The answer should be an exact repeat of the stretch of material below from the line containing "of the brown" through the line containing "of the rivet".

· · · · · · ·

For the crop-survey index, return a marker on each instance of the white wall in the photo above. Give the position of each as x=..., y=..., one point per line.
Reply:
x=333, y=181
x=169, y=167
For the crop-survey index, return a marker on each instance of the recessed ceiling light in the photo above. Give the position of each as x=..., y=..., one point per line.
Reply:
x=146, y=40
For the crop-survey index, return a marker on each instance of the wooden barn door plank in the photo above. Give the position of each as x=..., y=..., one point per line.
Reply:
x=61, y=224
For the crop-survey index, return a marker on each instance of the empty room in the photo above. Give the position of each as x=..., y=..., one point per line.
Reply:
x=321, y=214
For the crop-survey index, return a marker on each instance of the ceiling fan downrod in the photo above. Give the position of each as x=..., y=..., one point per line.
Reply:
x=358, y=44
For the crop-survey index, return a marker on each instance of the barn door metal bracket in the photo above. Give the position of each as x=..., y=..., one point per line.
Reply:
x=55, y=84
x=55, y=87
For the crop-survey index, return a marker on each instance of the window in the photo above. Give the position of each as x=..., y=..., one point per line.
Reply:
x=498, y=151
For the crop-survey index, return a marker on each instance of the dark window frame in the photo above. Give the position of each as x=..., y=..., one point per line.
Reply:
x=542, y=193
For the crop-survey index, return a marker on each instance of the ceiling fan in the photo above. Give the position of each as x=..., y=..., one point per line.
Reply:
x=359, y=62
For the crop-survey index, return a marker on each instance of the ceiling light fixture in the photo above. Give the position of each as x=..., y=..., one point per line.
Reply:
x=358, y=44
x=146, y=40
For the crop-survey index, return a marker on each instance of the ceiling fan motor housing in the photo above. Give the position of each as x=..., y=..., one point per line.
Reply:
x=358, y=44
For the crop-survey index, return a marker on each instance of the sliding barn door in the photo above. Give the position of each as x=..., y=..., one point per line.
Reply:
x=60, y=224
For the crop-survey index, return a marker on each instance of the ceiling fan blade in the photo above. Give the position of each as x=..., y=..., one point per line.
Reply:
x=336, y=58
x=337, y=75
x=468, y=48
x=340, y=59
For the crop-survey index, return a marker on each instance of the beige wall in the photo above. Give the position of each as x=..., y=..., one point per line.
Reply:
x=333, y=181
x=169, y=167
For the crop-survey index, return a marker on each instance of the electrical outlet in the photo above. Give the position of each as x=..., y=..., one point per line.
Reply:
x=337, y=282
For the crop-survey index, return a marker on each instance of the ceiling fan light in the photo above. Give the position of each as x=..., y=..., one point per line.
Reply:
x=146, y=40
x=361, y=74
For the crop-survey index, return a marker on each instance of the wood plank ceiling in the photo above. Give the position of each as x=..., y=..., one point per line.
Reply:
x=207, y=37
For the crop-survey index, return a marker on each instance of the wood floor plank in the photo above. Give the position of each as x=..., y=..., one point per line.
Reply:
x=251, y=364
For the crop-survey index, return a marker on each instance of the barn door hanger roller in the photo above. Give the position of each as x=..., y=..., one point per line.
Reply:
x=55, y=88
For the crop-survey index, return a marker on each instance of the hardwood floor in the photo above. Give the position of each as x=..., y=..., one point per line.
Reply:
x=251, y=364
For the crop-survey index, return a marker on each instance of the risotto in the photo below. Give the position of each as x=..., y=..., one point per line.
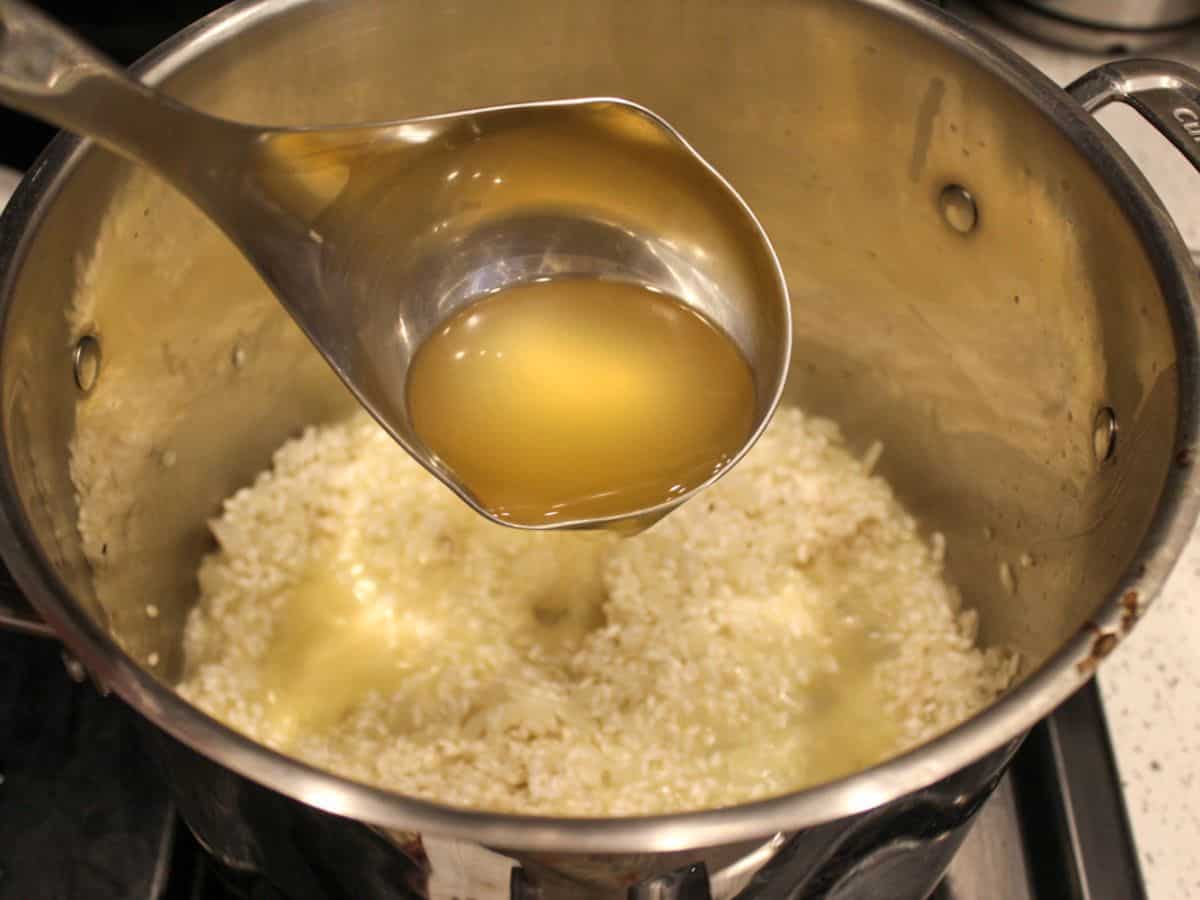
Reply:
x=786, y=627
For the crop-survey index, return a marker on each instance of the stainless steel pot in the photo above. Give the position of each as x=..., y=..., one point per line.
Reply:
x=979, y=276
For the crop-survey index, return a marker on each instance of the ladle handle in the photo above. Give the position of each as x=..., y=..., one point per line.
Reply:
x=49, y=73
x=1167, y=95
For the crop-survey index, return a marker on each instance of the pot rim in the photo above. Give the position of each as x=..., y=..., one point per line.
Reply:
x=1003, y=723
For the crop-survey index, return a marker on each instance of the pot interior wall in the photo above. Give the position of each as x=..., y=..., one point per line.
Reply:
x=981, y=360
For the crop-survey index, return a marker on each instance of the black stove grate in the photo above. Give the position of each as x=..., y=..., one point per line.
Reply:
x=85, y=814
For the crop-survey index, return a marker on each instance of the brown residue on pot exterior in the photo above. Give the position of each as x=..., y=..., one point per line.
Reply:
x=1103, y=643
x=1131, y=611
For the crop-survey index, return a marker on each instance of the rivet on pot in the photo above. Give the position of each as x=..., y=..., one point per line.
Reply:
x=959, y=209
x=1104, y=435
x=85, y=360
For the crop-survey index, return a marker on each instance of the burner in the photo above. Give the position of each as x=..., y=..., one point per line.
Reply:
x=1117, y=29
x=84, y=813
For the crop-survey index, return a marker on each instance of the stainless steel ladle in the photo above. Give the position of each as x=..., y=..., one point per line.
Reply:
x=371, y=235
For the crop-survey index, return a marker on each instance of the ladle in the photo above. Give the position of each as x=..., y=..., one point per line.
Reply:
x=371, y=235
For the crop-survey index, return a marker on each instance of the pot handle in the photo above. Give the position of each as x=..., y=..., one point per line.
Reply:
x=1167, y=94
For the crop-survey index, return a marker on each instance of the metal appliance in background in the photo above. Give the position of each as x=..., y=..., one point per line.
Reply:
x=1111, y=27
x=1101, y=487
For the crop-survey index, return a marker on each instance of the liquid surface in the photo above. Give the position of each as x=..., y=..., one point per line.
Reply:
x=577, y=399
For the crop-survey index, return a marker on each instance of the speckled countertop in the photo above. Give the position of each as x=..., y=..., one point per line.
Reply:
x=1151, y=684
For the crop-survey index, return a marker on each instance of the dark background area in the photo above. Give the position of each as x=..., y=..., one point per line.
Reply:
x=124, y=29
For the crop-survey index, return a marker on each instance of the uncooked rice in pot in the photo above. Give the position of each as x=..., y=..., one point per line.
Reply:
x=786, y=627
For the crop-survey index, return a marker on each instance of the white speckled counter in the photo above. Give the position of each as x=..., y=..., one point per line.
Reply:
x=1151, y=684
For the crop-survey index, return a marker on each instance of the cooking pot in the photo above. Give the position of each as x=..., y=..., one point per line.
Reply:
x=981, y=280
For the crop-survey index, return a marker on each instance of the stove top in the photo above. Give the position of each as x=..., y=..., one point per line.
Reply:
x=84, y=813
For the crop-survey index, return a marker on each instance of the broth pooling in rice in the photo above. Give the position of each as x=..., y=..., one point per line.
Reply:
x=789, y=625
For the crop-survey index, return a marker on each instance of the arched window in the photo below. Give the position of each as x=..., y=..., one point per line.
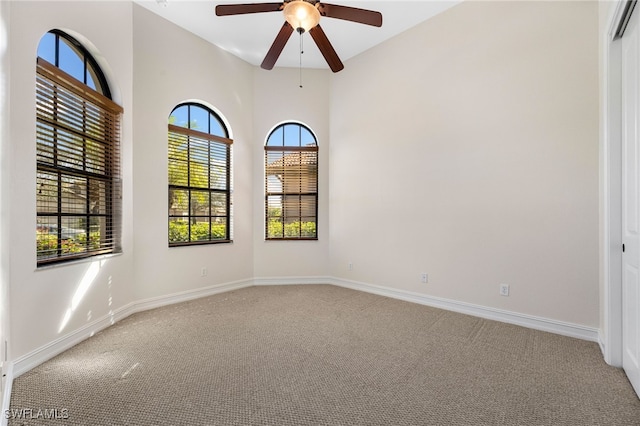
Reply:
x=291, y=183
x=199, y=177
x=78, y=186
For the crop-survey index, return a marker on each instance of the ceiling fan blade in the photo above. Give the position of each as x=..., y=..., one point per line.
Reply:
x=240, y=9
x=330, y=55
x=277, y=46
x=353, y=14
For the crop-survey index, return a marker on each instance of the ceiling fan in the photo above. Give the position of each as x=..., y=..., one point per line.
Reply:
x=304, y=15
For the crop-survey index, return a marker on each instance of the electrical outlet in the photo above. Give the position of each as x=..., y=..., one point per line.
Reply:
x=504, y=289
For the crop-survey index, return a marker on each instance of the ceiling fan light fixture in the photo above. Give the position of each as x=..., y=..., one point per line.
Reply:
x=301, y=14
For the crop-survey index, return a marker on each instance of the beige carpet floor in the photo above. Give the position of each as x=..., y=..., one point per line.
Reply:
x=323, y=355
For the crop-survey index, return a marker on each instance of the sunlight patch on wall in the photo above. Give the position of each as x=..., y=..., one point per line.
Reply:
x=87, y=280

· · · · · · ·

Exercise solution:
For the crop-survey index, return a marker on each instance of the brown residue on pot exterior in the photo above. Give the position of each as x=..., y=..., one point per line.
Reply:
x=1103, y=643
x=1131, y=611
For the crop-survey index, return a marker on each instance of the rivet on pot in the photo above. Give the position of each as x=..., y=..., one point per line.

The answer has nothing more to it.